__Supplied passage__
[START]
Depending on the behavior of the function (e.g., increasing or decreasing), it may be possible to determine whether the approximation is an underestimate or overestimate for the definite integral.
What is the primary purpose of using Riemann sums and trapezoidal sums?
These are geometric and numerical methods used to approximate the value of a definite integral when an exact calculation is difficult or impossible.
What is the difference between uniform and nonuniform partitions in a Riemann sum?
Uniform partitions divide the interval into subintervals of equal width, while nonuniform partitions use subintervals of varying widths.
For a strictly increasing function, is a left Riemann sum an underestimate or overestimate?
For an increasing function, a left Riemann sum will be an underestimate for the value of the definite integral.
What is a right Riemann sum?
A method for approximating a definite integral by using rectangles whose height is determined by the function's value at the right endpoint of each subinterval.
List the four numerical methods for approximating definite integrals mentioned in the content.
The four methods are a left Riemann sum, a right Riemann sum, a midpoint Riemann sum, and a trapezoidal sum.
For a strictly increasing function, is a right Riemann sum an underestimate or overestimate?
For an increasing function, a right Riemann sum will be an overestimate for the value of the definite integral.
From what four types of representations can a definite integral be approximated?
Definite integrals can be approximated for functions represented graphically, numerically (table of values), analytically (an equation), and verbally.
What is a midpoint Riemann sum?
A method for approximating a definite integral by using rectangles whose height is determined by the function's value at the midpoint of each subinterval.
What is a left Riemann sum?
A method for approximating a definite integral by using rectangles whose height is determined by the function's value at the left endpoint of each subinterval.
What is a trapezoidal sum?
A method for approximating a definite integral by summing the areas of trapezoids formed by connecting the function's values at the endpoints of each subinterval.
[END]
(Dataset items)
[START]
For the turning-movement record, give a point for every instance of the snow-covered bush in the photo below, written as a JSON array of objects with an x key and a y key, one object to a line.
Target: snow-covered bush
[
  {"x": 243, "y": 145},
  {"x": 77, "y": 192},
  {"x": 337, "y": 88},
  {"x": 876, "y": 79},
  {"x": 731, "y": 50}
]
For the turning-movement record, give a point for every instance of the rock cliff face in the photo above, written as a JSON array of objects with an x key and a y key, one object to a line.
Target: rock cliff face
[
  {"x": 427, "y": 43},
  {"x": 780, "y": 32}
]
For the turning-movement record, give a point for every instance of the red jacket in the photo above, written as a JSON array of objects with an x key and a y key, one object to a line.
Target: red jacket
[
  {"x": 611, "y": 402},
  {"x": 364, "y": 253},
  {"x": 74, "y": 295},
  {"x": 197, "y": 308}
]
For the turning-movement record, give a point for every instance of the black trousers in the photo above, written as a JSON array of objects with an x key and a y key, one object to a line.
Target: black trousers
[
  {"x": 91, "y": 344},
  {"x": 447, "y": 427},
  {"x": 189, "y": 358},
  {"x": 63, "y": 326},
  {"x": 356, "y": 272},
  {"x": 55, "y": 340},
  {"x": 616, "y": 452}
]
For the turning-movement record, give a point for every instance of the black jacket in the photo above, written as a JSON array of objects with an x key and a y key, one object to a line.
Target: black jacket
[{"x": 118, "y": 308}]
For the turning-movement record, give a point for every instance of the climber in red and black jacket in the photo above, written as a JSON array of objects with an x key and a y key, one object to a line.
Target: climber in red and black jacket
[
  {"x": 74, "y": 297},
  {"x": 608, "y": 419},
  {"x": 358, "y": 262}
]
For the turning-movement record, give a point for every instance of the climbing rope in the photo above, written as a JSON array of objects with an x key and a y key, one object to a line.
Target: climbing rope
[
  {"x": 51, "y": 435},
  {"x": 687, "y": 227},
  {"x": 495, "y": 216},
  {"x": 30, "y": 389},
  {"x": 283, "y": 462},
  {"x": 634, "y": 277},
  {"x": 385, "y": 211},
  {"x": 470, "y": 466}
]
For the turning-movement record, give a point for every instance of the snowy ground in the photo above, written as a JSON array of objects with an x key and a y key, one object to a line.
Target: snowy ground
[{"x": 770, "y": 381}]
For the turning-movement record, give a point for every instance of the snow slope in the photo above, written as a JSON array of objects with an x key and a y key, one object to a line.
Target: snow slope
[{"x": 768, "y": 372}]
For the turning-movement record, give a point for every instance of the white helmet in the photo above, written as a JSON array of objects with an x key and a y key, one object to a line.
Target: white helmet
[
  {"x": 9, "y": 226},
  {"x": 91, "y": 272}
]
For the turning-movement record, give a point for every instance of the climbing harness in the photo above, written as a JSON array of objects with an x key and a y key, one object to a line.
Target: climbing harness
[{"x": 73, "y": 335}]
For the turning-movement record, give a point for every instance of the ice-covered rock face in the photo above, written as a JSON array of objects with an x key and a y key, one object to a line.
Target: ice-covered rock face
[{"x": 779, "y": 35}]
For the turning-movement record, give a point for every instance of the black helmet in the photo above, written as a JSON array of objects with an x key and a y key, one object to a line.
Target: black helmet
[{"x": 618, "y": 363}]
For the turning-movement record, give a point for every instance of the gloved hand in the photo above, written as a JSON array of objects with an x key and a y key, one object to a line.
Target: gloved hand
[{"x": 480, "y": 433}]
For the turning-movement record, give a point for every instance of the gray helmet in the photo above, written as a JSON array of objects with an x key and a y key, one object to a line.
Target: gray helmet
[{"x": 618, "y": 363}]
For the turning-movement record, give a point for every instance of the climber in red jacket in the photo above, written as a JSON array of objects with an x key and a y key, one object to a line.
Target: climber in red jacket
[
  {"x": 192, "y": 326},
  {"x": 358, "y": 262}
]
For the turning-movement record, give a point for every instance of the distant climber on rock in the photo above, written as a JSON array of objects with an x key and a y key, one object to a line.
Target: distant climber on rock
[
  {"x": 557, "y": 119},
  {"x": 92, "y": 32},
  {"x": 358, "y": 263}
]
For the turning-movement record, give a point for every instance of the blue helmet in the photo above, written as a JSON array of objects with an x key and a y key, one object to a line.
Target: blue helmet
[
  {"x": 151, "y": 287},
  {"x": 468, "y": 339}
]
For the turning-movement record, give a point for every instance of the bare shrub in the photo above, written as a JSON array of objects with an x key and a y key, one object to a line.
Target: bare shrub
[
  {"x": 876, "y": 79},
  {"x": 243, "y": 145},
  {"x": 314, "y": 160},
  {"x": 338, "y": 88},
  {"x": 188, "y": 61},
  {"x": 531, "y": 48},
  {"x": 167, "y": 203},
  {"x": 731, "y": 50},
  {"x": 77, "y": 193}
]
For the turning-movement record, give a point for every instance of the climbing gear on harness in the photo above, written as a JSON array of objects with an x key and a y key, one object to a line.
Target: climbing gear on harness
[END]
__Work to complete__
**A)** Translate this sentence from the Riemann sums text above into Spanish: "Uniform partitions divide the interval into subintervals of equal width, while nonuniform partitions use subintervals of varying widths."
**B)** Echo, word for word, the part of the Riemann sums text above that opens with the words containing "These are geometric" and closes with "in the content.".

__Answers by task__
**A)** Las particiones uniformes dividen el intervalo en subintervalos de igual ancho, mientras que las particiones no uniformes usan subintervalos de anchos variables.

**B)**
These are geometric and numerical methods used to approximate the value of a definite integral when an exact calculation is difficult or impossible.
What is the difference between uniform and nonuniform partitions in a Riemann sum?
Uniform partitions divide the interval into subintervals of equal width, while nonuniform partitions use subintervals of varying widths.
For a strictly increasing function, is a left Riemann sum an underestimate or overestimate?
For an increasing function, a left Riemann sum will be an underestimate for the value of the definite integral.
What is a right Riemann sum?
A method for approximating a definite integral by using rectangles whose height is determined by the function's value at the right endpoint of each subinterval.
List the four numerical methods for approximating definite integrals mentioned in the content.